Reading text start
This is, in part, thanks to technology funded by Comic Relief, after the service secured a £980 grant last year.
Peter Wright, who set up Safe Haven, said the money had helped them to update their technology.
'We were able to get phones, a land line, some volunteer training,' Mr Wright, 66, said.
And it wasn't only the city's homeless who received support, as anyone could come in off the street, whether they just wanted to get warm, charge their phone, or were having more serious issues.
One woman, who was out for her birthday, began to have breathing difficulties and was able to sit somewhere safe while she waited for her mother to pick her up.
And volunteers sat with another woman who fell over and broke her wrist outside Stadia until an ambulance came. Mr Wright had already checked whether her wrist was broken, in the hope of saving her an unnecessary trip to A&E.
'There isn't much a cup of tea and a biscuit won't solve, we've got that here,' Mr Wright said.
'But we don't get any statutory funding so we have to raise all our own.
'Without the money from Comic Relief we wouldn't be able to watch the taxis to see people get to their doors, we wouldn't be able to call parents to come and pick up their children.'
Mr Wright said he first had the idea after seeing an opportunity to support under-pressure emergency services.
'I just thought there was a gap,' said Mr Wright, who was formerly in the building trade.
'People were falling through the net, there are different problems, not one size fits all.'
He said the police and paramedics were stretched, and that's where he thought he could step in with first aid trained volunteers.
'It frees up their time, we can call a taxi for people if their phones have died, or patch them up if they might otherwise go to A&E.'
Stadia doorman Jack Freeman, 21 said: 'We use them every time we need the first aid, if people are drunk or vulnerable, or for the homeless people who sleep near here. It frees me up to carry on with my job, what they do is brilliant.'
Most memorable case
Mr Wright pointed out there had been some more unusual cases over the years.
'Last year, we got a young girl back to Mexico. She came over here from a dating site to meet a man in Norwich, and one of our volunteers Paul found her walking on the street near Thorpe station,' Mr Wright said.
It transpired the man she came to live with had thrown her out after two days and the woman, who was around 23 years old, had no where to go.
'We took her to Norwich airport, but her partner had brought her a ticket home and she couldn't change any of the details. We ended up having to get special branch in to check she could fly, as she didn't have any documents, and managed to get her on a plane home thanks to KLM.'
Through the eyes of a volunteer
Lily Ozanne, 22, a student at UEA has been volunteering with the service for around four months.
Reading text end
(Complete the following):
1) Rework the Safe Haven article starting with "And it wasn't" and going on through "trip to A&E.", putting "lady" in place of "woman".
2) Carry on the Safe Haven article from the point where it stops.
The stored entries aren't needed for anything here.
Record excerpts start
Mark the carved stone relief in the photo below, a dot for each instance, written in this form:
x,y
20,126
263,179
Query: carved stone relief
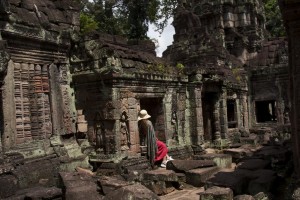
Record excerpts end
(The results):
1)
And it wasn't only the city's homeless who received support, as anyone could come in off the street, whether they just wanted to get warm, charge their phone, or were having more serious issues.
One lady, who was out for her birthday, began to have breathing difficulties and was able to sit somewhere safe while she waited for her mother to pick her up.
And volunteers sat with another lady who fell over and broke her wrist outside Stadia until an ambulance came. Mr Wright had already checked whether her wrist was broken, in the hope of saving her an unnecessary trip to A&E.

2)
She said: 'It's something productive to do and I really like the people here. I'd like to work in the charity sector, so it's good experience too.'
She said her nights consisted mainly of speaking to homeless people, and giving them hot drinks.
'We also help drunk people but that's a lot less, we'll help people find their friends, sometimes it's a little distressing if people are upset or saying 'I want my mum!'.'
This year's appeal
Now, Comic Relief is again calling on the people of the East to fundraise and help change lives across the region, UK and Africa.
The last time a Comic Relief appeal was run - as it operates on alternate years with Sports Relief - more than £2.5m was raised and donated by people in the East of England.
And a whole host of local celebrities are getting involved too, including Stephen Fry and Ed Sheeran who is supporting this year's Red Nose Day on Friday, March 24, when more details will be released on how groups can access funding this year too.
East Anglian-born Ed visited children living on the streets of the Liberian capital Monrovia, many orphaned by the recent Ebola outbreak.
During his trip, Ed visited the Street Child Liberia project which uses Comic Relief cash to help give vulnerable children a better future, reuniting them with their relatives and helping them get back into school.
And Norwich YouTuber Jim Chapman - along with Marcus Butler - are kicking off an awareness campaign to fight for change for vulnerable young people.
They'll be vlogging about their recent trip to Sierra Leone where they saw the progress that is being made in communities to empower young people and create lasting change.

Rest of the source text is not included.